The last phrase today – you might hear somebody say ‘Oh – and it stuck out like a sore thumb’. If you can imagine a sore thumb – sore means it hurts, it’s injured – ‘Ow!’. Especially a thumb with a bandage on it. Now a bandage is what you put on an injury, wounds – in hospital perhaps to keep the wound, the sore clean.A bandage is a piece of white cloth which you wind round and round. So you might have a bandage on your leg, or you might have a bandage on your arm, especially to hold it in a certain position. So if you imagine a bandaged thumb would be very noticeable – you’d see it straight away. And even if you didn’t have a bandage on your thumb, if your thumb was sore, you’d probably stick it out to avoid hurting it further. So when someone says ‘It stuck out like a sore thumb’, what they mean is that the thing they’re talking about is very noticeable – you see it straight away. So if you look noticeably different to those around you, you might ‘stick out like a sore thumb’. The verb to ‘stick out’ has a number of meanings, but the meaning here – I’ll give you an image to explain. If you were a very tall person and you tried to go to sleep on a tiny tiny bed, then you would probably be uncomfortable, because your legs and your feet would ‘stick out’ over the end of the bed. So ‘stick out’ here means that something is too big or too long, so ‘sticking out like a sore thumb’. So again, if you’re using this as an idiom, if say, you went to a wedding and everybody else was dressed up – they’d put on their nicest clothes – and you were wearing your scruffy jeans and a Tshirt, then you might ‘stick out like a sore thumb’. Or if you had a child in a class of children at school who was very very tall at an early age – much taller than the other children, this child might feel that they stick out like a sore thumb, whenever the teacher looks at the class of children.
========================
» **Problems to work on**:
A. Answer these questions from the sore-thumb passage:
(i) What is a bandage described as?
(ii) In the image of the tall person on a tiny bed, what sticks out over the end of the bed?
(iii) In the wedding example, what is the person wearing while everybody else is dressed up?
B. Please carry on the sore-thumb passage from its last sentence, in the same spoken style.
The material after this point is separate from the sore-thumb passage.

» **Information shown**:
========================
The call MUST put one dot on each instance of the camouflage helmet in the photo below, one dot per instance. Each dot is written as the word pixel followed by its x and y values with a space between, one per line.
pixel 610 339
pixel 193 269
========================
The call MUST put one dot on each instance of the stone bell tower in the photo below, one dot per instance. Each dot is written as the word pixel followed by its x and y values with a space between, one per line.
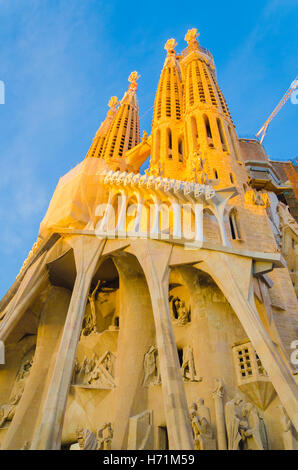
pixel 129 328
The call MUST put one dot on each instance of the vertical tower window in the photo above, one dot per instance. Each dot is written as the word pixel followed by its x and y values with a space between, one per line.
========================
» **Responses per task**:
A.
(i) A piece of white cloth which you wind round and round.
(ii) Their legs and their feet.
(iii) Scruffy jeans and a T-shirt.

B.
I hope these are useful explanations for you. And of course, I’ve given you a lot of other vocabulary to understand as well as the phrases and idioms which use the word thumb. As I said, there are some more phrases which mention thumbs, so I may do another podcast on it in the future. But, as ever listen to this podcast a number of times, so that the words and the phrases become automatic and familiar to you.
Have a lovely day. Speak to you again soon.